### SELECTED TEXT
%%

Integration could slash admissions bill by £500m, says watchdog
By Nick Bostock, 01 December 2011
Slashing emergency admissions in high-cost areas to national average rates could save the NHS in England more than £500m by 2015, according to a financial watchdog.
This is equivalent to 2.5% of the total £20bn efficiency saving required by the government’s quality innovation, productivity and prevention (QIPP) scheme.
But the report by the Audit Commission, Joining up health and social care warns that the savings could be impossible unless health and social care services integrate more.
The report said rates of admissions vary widely by PCT and are often well outside predicted rates: ‘Performance ranges from one PCT having one-and-a-half times as many admissions as expected, to one that has just under two-thirds of the admissions expected.’
But if areas with high rates of unplanned admissions – after taking account of the make-up of their populations – matched the national average, costs could be cut significantly.
‘If all those areas that have higher than expected emergency admissions of patients aged 65 and over had the expected number of admissions, we estimate that PCTs would have saved about £132m in 2009/10,’ the report said.
It argued that financial constraints on NHS and social care budgets mean the two sectors must work together to achieve value for money.
But the report warned that the lack of funding may drive some local authorities and health organisations to ‘retreat from joint working’, a move that could lead to ‘cost-shunting and greater costs in the future as well as worse outcomes for people’.
The report suggests that measures of emergency admissions can be used to track effectiveness of partnerships between health and social care.
‘NHS and social care partnerships can use a few high-level indicators to show how well the NHS and social care interface works. These indicators are by no means definitive or exhaustive,’ it said.
The indicators are:
- Emergency admissions for people aged 65 and over.
- Emergency bed days for people aged 65 and over.
- Admissions to residential and nursing care.
- Admissions to residential and nursing care direct from hospital.
- Numbers of people dying at home.
The report added: ‘Locally, many partnerships track progress by using a much wider range of information, including, crucially, the views of people who use services.’
The report also highlighted a series of joint working initiatives across the country.

%%

### INFORMATION
%%

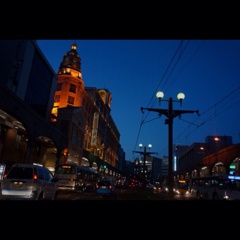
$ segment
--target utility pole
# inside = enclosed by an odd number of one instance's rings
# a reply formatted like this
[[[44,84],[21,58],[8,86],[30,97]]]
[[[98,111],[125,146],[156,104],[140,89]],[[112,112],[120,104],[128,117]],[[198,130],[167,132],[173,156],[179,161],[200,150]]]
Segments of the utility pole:
[[[156,96],[161,101],[161,98],[164,96],[164,94],[162,92],[158,92]],[[173,100],[170,97],[168,100],[166,100],[168,101],[168,109],[141,107],[142,112],[144,110],[148,110],[158,112],[160,116],[163,114],[167,117],[167,119],[165,120],[165,124],[168,124],[168,189],[170,199],[173,199],[173,119],[177,116],[181,116],[184,113],[196,112],[199,115],[198,110],[173,110],[173,102],[180,102],[182,104],[182,100],[184,99],[184,97],[185,95],[183,93],[178,94],[178,100]]]
[[[142,144],[139,144],[139,147],[142,148]],[[148,144],[148,148],[151,148],[152,145]],[[133,151],[134,153],[140,153],[141,155],[143,155],[143,188],[146,187],[146,173],[145,173],[145,169],[146,169],[146,156],[150,155],[150,154],[157,154],[156,152],[147,152],[147,148],[146,146],[143,148],[143,151]]]

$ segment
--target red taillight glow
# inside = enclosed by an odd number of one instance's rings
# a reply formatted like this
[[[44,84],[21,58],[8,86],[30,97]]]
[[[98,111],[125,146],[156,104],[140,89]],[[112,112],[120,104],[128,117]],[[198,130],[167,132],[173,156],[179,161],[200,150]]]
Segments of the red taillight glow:
[[[38,179],[38,177],[37,177],[37,169],[36,168],[33,168],[33,179],[34,180]]]

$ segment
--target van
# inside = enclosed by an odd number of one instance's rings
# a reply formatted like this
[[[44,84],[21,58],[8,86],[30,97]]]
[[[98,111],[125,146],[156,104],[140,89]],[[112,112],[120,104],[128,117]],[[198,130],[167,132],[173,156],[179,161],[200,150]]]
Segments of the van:
[[[2,200],[55,200],[57,194],[57,179],[35,163],[13,164],[1,184]]]

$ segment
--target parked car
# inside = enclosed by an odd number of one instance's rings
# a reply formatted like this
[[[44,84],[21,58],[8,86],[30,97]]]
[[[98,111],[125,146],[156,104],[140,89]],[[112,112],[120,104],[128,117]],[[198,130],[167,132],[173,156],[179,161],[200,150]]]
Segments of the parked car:
[[[96,183],[96,194],[99,195],[115,195],[115,186],[108,179],[102,179]]]
[[[55,200],[56,181],[51,171],[42,165],[17,163],[4,174],[1,197],[3,200]]]

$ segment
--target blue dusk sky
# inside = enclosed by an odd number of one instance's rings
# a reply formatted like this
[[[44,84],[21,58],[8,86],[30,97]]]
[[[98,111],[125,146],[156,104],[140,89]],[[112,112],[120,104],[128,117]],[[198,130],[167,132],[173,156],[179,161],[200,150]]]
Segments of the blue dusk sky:
[[[232,136],[240,142],[240,40],[38,40],[57,72],[63,55],[76,43],[85,87],[112,93],[111,115],[120,133],[126,160],[140,157],[139,143],[151,152],[168,155],[167,117],[143,108],[168,109],[168,99],[198,110],[173,119],[173,144],[205,142],[205,137]],[[162,91],[159,103],[156,93]],[[142,149],[143,150],[143,149]]]

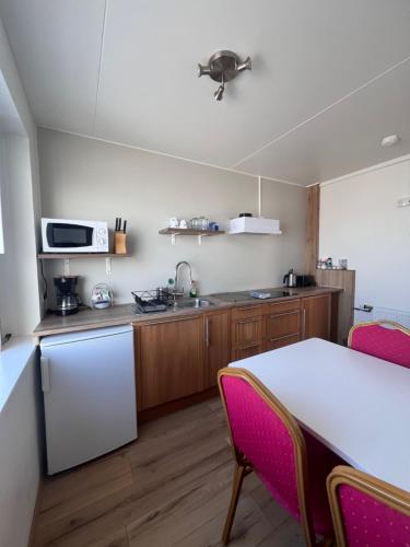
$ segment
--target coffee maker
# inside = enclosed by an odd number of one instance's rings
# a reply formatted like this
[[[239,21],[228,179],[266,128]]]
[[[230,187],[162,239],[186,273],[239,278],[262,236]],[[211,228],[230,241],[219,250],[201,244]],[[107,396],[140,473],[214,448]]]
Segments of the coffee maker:
[[[77,292],[79,276],[52,278],[56,289],[56,315],[71,315],[79,311],[81,299]]]

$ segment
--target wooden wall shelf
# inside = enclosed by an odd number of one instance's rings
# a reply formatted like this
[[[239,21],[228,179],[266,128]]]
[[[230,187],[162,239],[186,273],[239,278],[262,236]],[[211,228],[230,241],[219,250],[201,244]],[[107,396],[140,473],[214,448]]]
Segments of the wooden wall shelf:
[[[67,258],[126,258],[131,256],[130,253],[127,254],[116,254],[116,253],[38,253],[37,258],[40,259],[67,259]]]
[[[224,230],[191,230],[189,228],[164,228],[159,232],[162,235],[171,235],[171,243],[175,245],[177,235],[196,235],[198,245],[202,243],[202,237],[211,237],[213,235],[223,235]]]
[[[65,263],[65,276],[70,275],[70,260],[78,258],[105,258],[105,272],[107,276],[112,272],[112,258],[126,258],[131,256],[130,253],[127,254],[116,254],[116,253],[38,253],[37,258],[43,260],[63,260]]]

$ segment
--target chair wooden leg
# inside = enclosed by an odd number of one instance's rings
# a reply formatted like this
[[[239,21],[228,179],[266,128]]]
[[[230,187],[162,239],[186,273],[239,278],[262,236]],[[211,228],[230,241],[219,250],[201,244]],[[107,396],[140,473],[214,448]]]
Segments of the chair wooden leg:
[[[246,469],[245,466],[236,464],[234,472],[234,480],[232,485],[230,508],[227,510],[225,526],[223,528],[223,534],[222,534],[222,540],[225,545],[227,545],[230,542],[231,529],[235,519],[236,507],[239,499],[242,484],[247,474],[248,470]]]

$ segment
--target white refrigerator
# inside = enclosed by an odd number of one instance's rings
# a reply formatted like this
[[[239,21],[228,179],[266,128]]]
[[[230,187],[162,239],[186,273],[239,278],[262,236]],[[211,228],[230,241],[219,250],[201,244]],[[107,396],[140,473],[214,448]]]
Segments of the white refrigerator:
[[[48,475],[137,439],[130,325],[47,336],[40,350]]]

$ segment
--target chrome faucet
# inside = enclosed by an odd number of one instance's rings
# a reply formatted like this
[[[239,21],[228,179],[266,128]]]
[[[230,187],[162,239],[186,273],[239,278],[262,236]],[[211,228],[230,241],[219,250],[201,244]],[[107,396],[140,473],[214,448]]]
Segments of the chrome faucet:
[[[184,290],[184,287],[181,288],[178,288],[178,270],[181,266],[185,266],[186,268],[188,268],[188,271],[189,271],[189,287],[188,287],[188,292],[192,286],[192,270],[191,270],[191,267],[190,267],[190,264],[187,263],[186,260],[181,260],[180,263],[178,263],[176,265],[176,268],[175,268],[175,283],[174,283],[174,291],[175,291],[175,295],[176,296],[184,296],[185,294],[185,290]]]

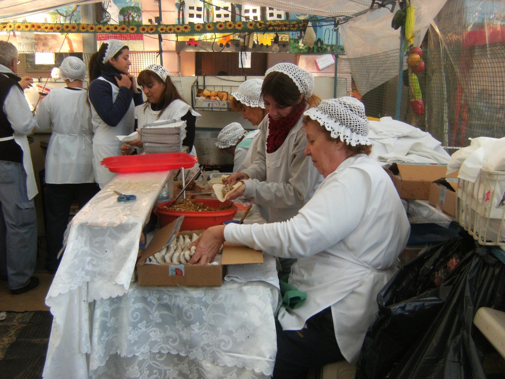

%%

In the article on emergency admissions, how much does the Audit Commission estimate PCTs would have saved in 2009/10 if every area with higher than expected emergency admissions of patients aged 65 and over had the expected number?

About £132m.